Here’s what we know about the growing — and rapidly changing — coronavirus situation in the state:
- Two more presumptive cases, both involving North Jersey males, are being sent to the CDC for final confirmation. This means there are six known cases in the state as of 2 p.m. Sunday;
- Twenty-seven people (from nine counties, including central and south counties) are under investigation — which means they are being tested.
- State officials in health and the governor’s office are constantly evaluating the situation to determine if a public health emergency needs to be declared (one never has been in state history).
So, as workers return to work Monday morning and students return to school, the state is urging caution and precautionary measures, but has not determined when or if it might take a higher step of action.
And while state officials said they have been in continual contact with many business leaders, they do not have any specific suggestions set up other than the guidelines they distributed March 2, which are standard guidelines for preventing the spread of disease.
The possibilities moving forward? That’s where it gets tricky.

====

→ **CHECK YOUR UNDERSTANDING**
A) According to the coronavirus update, how many people are under investigation, and from how many counties?
B) Write the next part of the coronavirus update, starting after its final sentence.
None of the rows are needed for this work.

====

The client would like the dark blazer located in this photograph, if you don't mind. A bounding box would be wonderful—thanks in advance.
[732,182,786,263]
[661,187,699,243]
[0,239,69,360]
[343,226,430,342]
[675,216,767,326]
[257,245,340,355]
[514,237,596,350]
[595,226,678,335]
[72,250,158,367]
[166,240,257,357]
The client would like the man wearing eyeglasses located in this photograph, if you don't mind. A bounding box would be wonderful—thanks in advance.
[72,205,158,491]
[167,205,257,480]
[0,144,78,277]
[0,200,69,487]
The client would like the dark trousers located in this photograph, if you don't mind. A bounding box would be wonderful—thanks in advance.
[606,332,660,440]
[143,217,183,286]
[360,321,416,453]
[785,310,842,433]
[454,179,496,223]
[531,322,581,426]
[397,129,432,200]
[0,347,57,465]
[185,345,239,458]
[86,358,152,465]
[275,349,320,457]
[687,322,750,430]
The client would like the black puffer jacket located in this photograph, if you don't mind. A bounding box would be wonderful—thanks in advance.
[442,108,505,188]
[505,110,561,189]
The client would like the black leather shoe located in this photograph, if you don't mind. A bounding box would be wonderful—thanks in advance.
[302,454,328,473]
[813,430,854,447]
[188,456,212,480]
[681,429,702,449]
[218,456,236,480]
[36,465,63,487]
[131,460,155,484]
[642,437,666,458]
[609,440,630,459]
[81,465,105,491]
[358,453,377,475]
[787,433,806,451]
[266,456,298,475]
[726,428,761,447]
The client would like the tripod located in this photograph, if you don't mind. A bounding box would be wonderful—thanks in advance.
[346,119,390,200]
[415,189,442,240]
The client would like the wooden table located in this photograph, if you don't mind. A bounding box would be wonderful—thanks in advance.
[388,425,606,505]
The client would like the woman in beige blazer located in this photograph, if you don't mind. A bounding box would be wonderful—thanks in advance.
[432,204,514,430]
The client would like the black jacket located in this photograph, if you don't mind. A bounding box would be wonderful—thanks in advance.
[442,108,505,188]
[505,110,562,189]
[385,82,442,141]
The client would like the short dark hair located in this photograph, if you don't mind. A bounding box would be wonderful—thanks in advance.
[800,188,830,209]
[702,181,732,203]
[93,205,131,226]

====

→ **RESPONSES FOR EACH TASK**
A) Twenty-seven people from nine counties are under investigation.

B)
A portion of a media conference call to update the situation involved discussion of more drastic preventative measures: Such as closing schools, businesses, public gathering spaces – such as movie theaters — and even NJ Transit trains and buses.
Health commissioner Judith Persichilli, who chairs the task force on coronavirus for Gov. Phil Murphy, as well as Matt Platkin, the governor’s chief counsel, indicated state officials have discussed all options — including a health emergency — but would not speculate on the likelihood of that occurring.
Perischilli said determining what criteria would need to be met was still under discussion. And while the state is investigating cases in nine counties, she said the state does not have what she called a ‘community spread’ or an intensive outbreak in one area.
“Right now, given the dispersion of the (people under investigation), we have sporadic spread,” she said. “We haven’t seen significant community spread in one area where we would say, like Westchester (County, N.Y.), that there’s an outbreak or cluster. We haven’t seen pockets of community spread through the state. When you see pockets of community spread, you have to be more vigilant toward the mitigation strategy and looking at things like school closures, business (closing), mass gatherings, things like that.”
Perischilli added community spread is not essential for her group to ask for a health emergency. In fact, she said the examples of it throughout the state could be a sign that more restrictions are needed, too.
“Community spread is just one criteria we would use, but there’s others,” she said. “The reason for me to share where we are seeing persons under investigation – from North Jersey to South Jersey — starts getting us thinking that there will be more, and it will be throughout the whole state. We might not see one community spread, but we might see so much activity within the state that it is another criteria that we would use.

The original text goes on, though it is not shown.